Verilen Metin ->
- - -

İkiden fazla ülkenin karıştığı, etkilerini çok sayıda, hatta dünya ülke üzerinde gösteren, uzun dönemli ve yıkıcı etkileri olan savaşları, ‘dünya savaşı’ olarak tanımlıyoruz. Bundan önceki ikisinden ve aradan geçen zaman içinde edindiğimiz tecrübeden yola çıkarak böyle bir tanımlama yapma gereği duyuyoruz.
Bugün, içinden geçtiğimiz süreç dünya savaşı olarak isimlendirilmeyi hak eden bir takım özelliklere sahip. Sürece tüm ülkeler, hele de etkin ve süper devletler dâhil. Etkisini dünyanın her tarafından gösteren bir nitelik göze çarpıyor. Yıkıcı olduğunda hiç kuşku yok. Hiç kimse de sonuçlarından bağışık değil.

- - -

Çıkarılan Öğeler ->
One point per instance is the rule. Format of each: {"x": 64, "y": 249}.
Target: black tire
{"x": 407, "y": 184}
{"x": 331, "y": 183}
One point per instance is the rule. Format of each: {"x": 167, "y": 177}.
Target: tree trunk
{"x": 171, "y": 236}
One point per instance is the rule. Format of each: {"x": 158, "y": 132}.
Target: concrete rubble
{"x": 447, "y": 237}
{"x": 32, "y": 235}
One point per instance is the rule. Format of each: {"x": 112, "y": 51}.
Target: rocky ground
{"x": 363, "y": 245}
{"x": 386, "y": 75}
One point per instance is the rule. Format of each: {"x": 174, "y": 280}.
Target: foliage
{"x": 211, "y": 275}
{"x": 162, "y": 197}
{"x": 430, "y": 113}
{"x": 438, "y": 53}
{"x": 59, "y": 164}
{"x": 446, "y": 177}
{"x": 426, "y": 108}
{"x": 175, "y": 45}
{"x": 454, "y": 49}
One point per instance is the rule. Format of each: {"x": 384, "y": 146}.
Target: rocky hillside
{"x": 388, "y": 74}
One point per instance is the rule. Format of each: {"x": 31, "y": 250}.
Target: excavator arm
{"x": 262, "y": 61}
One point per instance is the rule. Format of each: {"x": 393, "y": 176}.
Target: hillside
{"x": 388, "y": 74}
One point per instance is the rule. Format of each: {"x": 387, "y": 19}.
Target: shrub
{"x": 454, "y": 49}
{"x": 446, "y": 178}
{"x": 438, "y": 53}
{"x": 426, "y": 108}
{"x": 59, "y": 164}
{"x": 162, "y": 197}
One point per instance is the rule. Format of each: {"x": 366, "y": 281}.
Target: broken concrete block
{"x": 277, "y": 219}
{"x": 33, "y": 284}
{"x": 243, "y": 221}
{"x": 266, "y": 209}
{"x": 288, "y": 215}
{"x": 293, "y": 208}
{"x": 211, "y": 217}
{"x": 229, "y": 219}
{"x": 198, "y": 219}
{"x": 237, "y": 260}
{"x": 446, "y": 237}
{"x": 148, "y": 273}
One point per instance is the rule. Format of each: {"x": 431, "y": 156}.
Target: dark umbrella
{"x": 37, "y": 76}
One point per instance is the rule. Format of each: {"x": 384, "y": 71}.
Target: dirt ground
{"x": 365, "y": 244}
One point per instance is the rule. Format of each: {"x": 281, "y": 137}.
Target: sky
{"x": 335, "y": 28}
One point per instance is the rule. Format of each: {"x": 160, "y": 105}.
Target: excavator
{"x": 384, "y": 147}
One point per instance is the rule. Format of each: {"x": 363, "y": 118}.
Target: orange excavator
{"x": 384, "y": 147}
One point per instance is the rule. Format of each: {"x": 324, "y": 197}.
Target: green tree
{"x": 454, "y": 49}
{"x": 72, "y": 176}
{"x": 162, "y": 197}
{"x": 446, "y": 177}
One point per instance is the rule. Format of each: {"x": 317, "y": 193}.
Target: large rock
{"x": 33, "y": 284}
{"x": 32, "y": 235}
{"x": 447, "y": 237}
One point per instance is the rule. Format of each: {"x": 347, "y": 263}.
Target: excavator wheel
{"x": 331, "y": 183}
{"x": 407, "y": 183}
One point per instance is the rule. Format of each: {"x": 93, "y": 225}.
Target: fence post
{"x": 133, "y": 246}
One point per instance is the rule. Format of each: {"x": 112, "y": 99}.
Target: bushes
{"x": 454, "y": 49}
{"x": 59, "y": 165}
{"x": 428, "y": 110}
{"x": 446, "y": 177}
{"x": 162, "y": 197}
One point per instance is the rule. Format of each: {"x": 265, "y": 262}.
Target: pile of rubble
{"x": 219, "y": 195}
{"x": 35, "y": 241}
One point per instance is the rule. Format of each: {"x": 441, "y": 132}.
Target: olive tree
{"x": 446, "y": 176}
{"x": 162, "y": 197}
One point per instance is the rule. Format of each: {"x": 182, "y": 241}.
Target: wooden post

- - -

Görevler ->
a) Dünya savaşı üzerine metinde "İkiden fazla ülkenin" ile başlayıp "sonuçlarından bağışık değil." ile biten kısmı olduğu gibi yeniden yazın.
b) Dünya savaşı üzerine metne göre, böyle bir savaşı tanımlama gereği neyden yola çıkılarak duyuluyor?
c) Dünya savaşı üzerine metni, son cümlesinden sonra gelecek şekilde devam ettirin.
Öğeler başka bir kaynaktan alınmıştır.

Görev Sonuçları ->
a)
İkiden fazla ülkenin karıştığı, etkilerini çok sayıda, hatta dünya ülke üzerinde gösteren, uzun dönemli ve yıkıcı etkileri olan savaşları, ‘dünya savaşı’ olarak tanımlıyoruz. Bundan önceki ikisinden ve aradan geçen zaman içinde edindiğimiz tecrübeden yola çıkarak böyle bir tanımlama yapma gereği duyuyoruz.
Bugün, içinden geçtiğimiz süreç dünya savaşı olarak isimlendirilmeyi hak eden bir takım özelliklere sahip. Sürece tüm ülkeler, hele de etkin ve süper devletler dâhil. Etkisini dünyanın her tarafından gösteren bir nitelik göze çarpıyor. Yıkıcı olduğunda hiç kuşku yok. Hiç kimse de sonuçlarından bağışık değil.

b) Bundan önceki iki dünya savaşından ve aradan geçen zaman içinde edinilen tecrübeden.

c)
Bu kez geleneksel yöntemlerin dışında araç, gereç ve mekanizmalar daha fazla kullanılıyor. Gücü kabaca ve hiçbir haklı tarafı olmadan kullanmanın bir şekli olan darbeler bile post-modern olarak isimlendirildikten sonra, savaşı ultra-modern olarak isimlendirmemek için bir neden bulunmuyor.
Türkiye hedef ülkelerden biri ama sadece o yok hedefte. Kimler yapılagelmekte olan işlere, nizamat verilmek istenen sisteme ve statükoya itiraz ediyorsa oralarda bombalar patlıyor, oralarda türlü entrikalar çevriliyor, gene o coğrafyalar hizaya getirilmeye çabalanıyor.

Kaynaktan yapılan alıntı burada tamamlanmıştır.